### Text to read

# # # # # # #

With half an hour to rattle through what he admitted were too many slides, Andrew made a caveat that his talk would be similar to listening to a podcast at 1.5x the usual speed. And he lived up to that expectation. Also in this disclaimer stage of his talk, the former founder of UK hot shop Work Club joked that when people ask him what working as a creative leader at Deloitte is like, he tells them 'extraordinary' because that can mean all sorts of things.

The good news from the ‘corporate beast’ world for the creative D&AD audience is that the business world is obsessed with creativity. And increasingly so. He pointed to the World Economic Forum ‘Future of Jobs Report’ for 2023, which shows creativity as the second most sought-after skill in 2023 and the number-one skill on the rise. Which may be a surprise to anyone who has seen the number of times AI is written in conference programmes in recent years.

But Andrew is also a realist about the gears of capitalism and how they turn. More than creativity, businesses are obsessed with growth, he asserted. However, the challenge to the ideology of growth for its own sake has been becoming louder too: "At what expense is that growth?" he asked. "This has become a troubling word."

# # # # # # #

### Jobs
[A] Write out the part of the passage on creativity in business between "The good news" and "in recent years.", inclusive.
[B] In the listing, swap "grass lawn" for "green lawn" in the lines between the one holding "Reviewer note: confirm that each instance of the grass" and the one holding "column 77, row 274", inclusive. Return only those lines, with nothing else changed.
The passage and the listing are unrelated.

# # # # # # #

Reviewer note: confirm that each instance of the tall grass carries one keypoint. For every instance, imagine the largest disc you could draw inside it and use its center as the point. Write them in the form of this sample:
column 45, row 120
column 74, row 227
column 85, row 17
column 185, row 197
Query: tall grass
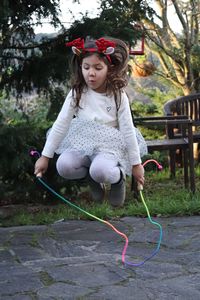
column 163, row 196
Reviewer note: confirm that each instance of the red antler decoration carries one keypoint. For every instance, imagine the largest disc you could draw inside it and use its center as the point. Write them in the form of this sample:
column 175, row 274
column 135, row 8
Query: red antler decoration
column 103, row 44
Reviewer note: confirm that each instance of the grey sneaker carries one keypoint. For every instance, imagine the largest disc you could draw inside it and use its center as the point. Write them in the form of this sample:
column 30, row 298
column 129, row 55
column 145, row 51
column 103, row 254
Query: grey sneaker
column 97, row 190
column 118, row 192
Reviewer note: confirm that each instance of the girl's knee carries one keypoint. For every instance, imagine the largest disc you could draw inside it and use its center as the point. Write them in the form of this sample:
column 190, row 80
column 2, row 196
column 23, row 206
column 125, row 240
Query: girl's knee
column 98, row 174
column 63, row 167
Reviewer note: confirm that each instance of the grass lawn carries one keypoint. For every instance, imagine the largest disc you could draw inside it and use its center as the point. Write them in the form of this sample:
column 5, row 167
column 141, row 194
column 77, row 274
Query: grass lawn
column 163, row 196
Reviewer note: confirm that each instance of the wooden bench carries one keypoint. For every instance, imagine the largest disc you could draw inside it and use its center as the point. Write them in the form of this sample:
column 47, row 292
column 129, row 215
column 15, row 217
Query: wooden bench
column 172, row 143
column 188, row 106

# # # # # # #

### Answers given
[A]
The good news from the ‘corporate beast’ world for the creative D&AD audience is that the business world is obsessed with creativity. And increasingly so. He pointed to the World Economic Forum ‘Future of Jobs Report’ for 2023, which shows creativity as the second most sought-after skill in 2023 and the number-one skill on the rise. Which may be a surprise to anyone who has seen the number of times AI is written in conference programmes in recent years.

[B]
Reviewer note: confirm that each instance of the green lawn carries one keypoint. For every instance, imagine the largest disc you could draw inside it and use its center as the point. Write them in the form of this sample:
column 5, row 167
column 141, row 194
column 77, row 274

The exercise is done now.